Besides the aforementioned passivators, other passivation methods have also been employed to improve the stability of the PSCs [212, 213]. As shown in figure 18(a), Lin et al incorporated the ion liquid, i.e. 1-butyl-1-methylpiperidinium tetrafluoroborate (BMPBF₄), into the perovskite absorber to suppress compositional segregation and reduce the density of deep trap sites [214]. The champion device with 0.25% BMPBF₄ modified Cs_0.17FA_0.83Pb(I_0.9Br_0.1)₃ exhibited a PCE of 20.1%. The unencapsulated devices retained 80% of their peak steady-state power output (SPO) for 1010 h at 60 C and 95% of the post-burn-in efficiency (T_95,ave) for 1200 h at 85 C, respectively (figure 18(b)). Furthermore, the ion liquid, i.e. 1-butyl-3-methylimidazolium tetrafluoroborate (BMIMBF₄) was also incorporated by their group to suppress the degradation of the PSCs (figures 18(c)-(e)) [215].

▶ **INFORMATION PROVIDED**
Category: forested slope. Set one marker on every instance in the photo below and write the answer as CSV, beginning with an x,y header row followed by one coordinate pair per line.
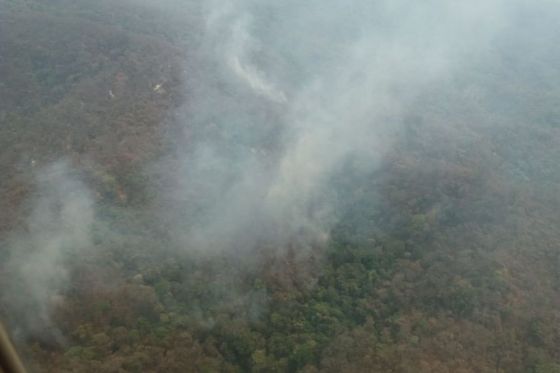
x,y
445,258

▶ **EXERCISE 1**
Answer these questions from the passivation excerpt, one answer per line:
(a) What PCE did the champion device with 0.25% BMPBF₄ reach?
(b) For how many hours did the unencapsulated devices retain 80% of their peak steady-state power output at 60 C?
(c) Which ion liquid did the group incorporate to suppress the degradation of the PSCs?
▶ **EXERCISE 2**
Update the passivation excerpt by rewriting the stretch from "Besides the aforementioned" through "(figures 18(c)-(e)) [215].", replacing "ion liquid" with "ionic liquid".

▶ **ANSWER 1**
(a) 20.1%
(b) 1010 h
(c) 1-butyl-3-methylimidazolium tetrafluoroborate (BMIMBF₄)

▶ **ANSWER 2**
Besides the aforementioned passivators, other passivation methods have also been employed to improve the stability of the PSCs [212, 213]. As shown in figure 18(a), Lin et al incorporated the ionic liquid, i.e. 1-butyl-1-methylpiperidinium tetrafluoroborate (BMPBF₄), into the perovskite absorber to suppress compositional segregation and reduce the density of deep trap sites [214]. The champion device with 0.25% BMPBF₄ modified Cs_0.17FA_0.83Pb(I_0.9Br_0.1)₃ exhibited a PCE of 20.1%. The unencapsulated devices retained 80% of their peak steady-state power output (SPO) for 1010 h at 60 C and 95% of the post-burn-in efficiency (T_95,ave) for 1200 h at 85 C, respectively (figure 18(b)). Furthermore, the ionic liquid, i.e. 1-butyl-3-methylimidazolium tetrafluoroborate (BMIMBF₄) was also incorporated by their group to suppress the degradation of the PSCs (figures 18(c)-(e)) [215].